Il y avait déjà la nécessité de faire la distinction entre les opposants aux vaccins (ou antivaccins) et les gens qui sont juste « hésitants » ou anxieux. Il faudra peut-être ajouter aussi à la liste les « apathiques du vaccin ».
Certaines personnes ne se soucient tout simplement pas du fait d’être ou pas vaccinées, écrivent deux chercheurs dans un texte d’opinion publié en juin dans le Journal de l’Association médicale américaine. Et si les deux auteurs tiennent à ajouter cette « troisième catégorie », c’est parce que ces « apathiques » nécessitent à leurs yeux une approche de communication différente des « hésitants ».
« Les campagnes de santé publique ont d’abord, et avec raison , mis l’accent sur la nécessité d’atteindre les personnes anxieuses face à la sécurité des vaccins, ou face aux effets secondaires », écrivent-ils. Mais cette façon de voir les choses a fait oublier que, dans tout processus social impliquant une « innovation », de quelque forme que ce soit, « la moitié du marché prend d’habitude du temps à faire un choix ».
Autrement dit, la personne anxieuse a réfléchi aux vaccins et à ce qu’elle perçoit comme des risques. Alors que la personne apathique n’est simplement pas intéressée à y penser, ayant d’emblée conclu que ça ne la concernait pas.
Les deux auteurs, dont l’une, Stacy Wood, est à l’école de gestion de l’Université de Caroline du Nord et l’autre, Kevin Schulman, est au département de médecine de l’Université Stanford, rappellent la proportion de la population américaine qui n’est toujours pas vaccinée (près de 40% lorsqu’ils ont écrit leur texte, un peu plus de 30% en date du 5 juillet) et estiment que c’est l’apathie qui peut être un sentiment dominant chez un grand nombre de ces gens, plutôt que l’hésitation: c’est particulièrement évident chez les moins de 25 ans, qui n’y voient pas une priorité, mais ce serait tout aussi présent chez d’autres couches de la population, qui regardent les chiffres sur les cas et les hospitalisations et en concluent que le danger est passé. En langage savant, « les populations caractérisées par l’apathie ont encore à faire l’investissement psychologique requis pour être décrites comme hésitantes ».

CONSIGNES DE L'EXERCICE:
**A)** Recopiez fidèlement le passage du texte sur l'apathie face aux vaccins qui commence par « Autrement dit, la » et se termine par « la concernait pas. ».
**B)** D'après le texte sur l'apathie face aux vaccins, dans quelle revue les deux chercheurs ont-ils publié leur texte d'opinion ?
**C)** Poursuivez le texte sur l'apathie face aux vaccins après sa dernière phrase.

ENTRÉES DE DONNÉES:
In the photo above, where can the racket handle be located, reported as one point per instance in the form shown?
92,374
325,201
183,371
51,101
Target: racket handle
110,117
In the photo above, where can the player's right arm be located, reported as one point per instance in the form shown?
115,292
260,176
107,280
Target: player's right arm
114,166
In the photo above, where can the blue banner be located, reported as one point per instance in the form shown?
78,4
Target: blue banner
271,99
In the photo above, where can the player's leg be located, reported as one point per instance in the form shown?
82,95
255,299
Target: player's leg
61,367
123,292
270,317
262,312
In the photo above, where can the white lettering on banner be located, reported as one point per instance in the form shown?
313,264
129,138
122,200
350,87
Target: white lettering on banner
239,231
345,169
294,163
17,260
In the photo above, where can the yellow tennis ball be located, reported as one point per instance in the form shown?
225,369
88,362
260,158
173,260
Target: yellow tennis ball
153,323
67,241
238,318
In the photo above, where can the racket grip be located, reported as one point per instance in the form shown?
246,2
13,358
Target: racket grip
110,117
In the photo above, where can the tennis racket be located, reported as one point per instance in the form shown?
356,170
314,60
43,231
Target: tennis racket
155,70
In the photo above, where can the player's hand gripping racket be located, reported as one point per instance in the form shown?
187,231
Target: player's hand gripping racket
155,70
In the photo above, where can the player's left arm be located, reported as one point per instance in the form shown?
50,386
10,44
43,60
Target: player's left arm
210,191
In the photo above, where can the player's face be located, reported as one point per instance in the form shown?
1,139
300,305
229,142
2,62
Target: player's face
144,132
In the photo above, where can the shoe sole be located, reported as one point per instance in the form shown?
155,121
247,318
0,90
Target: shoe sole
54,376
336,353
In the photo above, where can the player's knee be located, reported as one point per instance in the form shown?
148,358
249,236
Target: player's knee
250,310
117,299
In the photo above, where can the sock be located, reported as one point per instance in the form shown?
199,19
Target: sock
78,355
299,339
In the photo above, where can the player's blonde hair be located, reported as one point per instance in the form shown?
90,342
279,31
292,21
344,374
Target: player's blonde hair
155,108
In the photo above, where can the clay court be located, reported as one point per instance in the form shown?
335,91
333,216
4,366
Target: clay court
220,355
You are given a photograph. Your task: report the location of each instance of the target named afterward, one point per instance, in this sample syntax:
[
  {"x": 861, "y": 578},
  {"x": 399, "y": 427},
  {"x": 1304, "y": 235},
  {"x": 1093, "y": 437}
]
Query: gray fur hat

RÉPONSES DANS L'ORDRE:
**A)**
Autrement dit, la personne anxieuse a réfléchi aux vaccins et à ce qu’elle perçoit comme des risques. Alors que la personne apathique n’est simplement pas intéressée à y penser, ayant d’emblée conclu que ça ne la concernait pas.

**B)** Dans le Journal de l'Association médicale américaine.

**C)**
Ça pourrait être une mauvaise nouvelle, considérant que les stratégies de communication actuelles ont été pensées pour des personnes hésitantes ou anxieuses. Mais la bonne nouvelle est que des stratégies pour amener des gens à faire cet « investissement psychologique requis » sont connues depuis longtemps dans le monde du marketing. Ce qui fonctionne avec eux, explique Stacy Wood, c’est de l’information « rapide et facile à traiter ». Par exemple, des émotions, des slogans, des images, sont des informations qui sont traitées rapidement.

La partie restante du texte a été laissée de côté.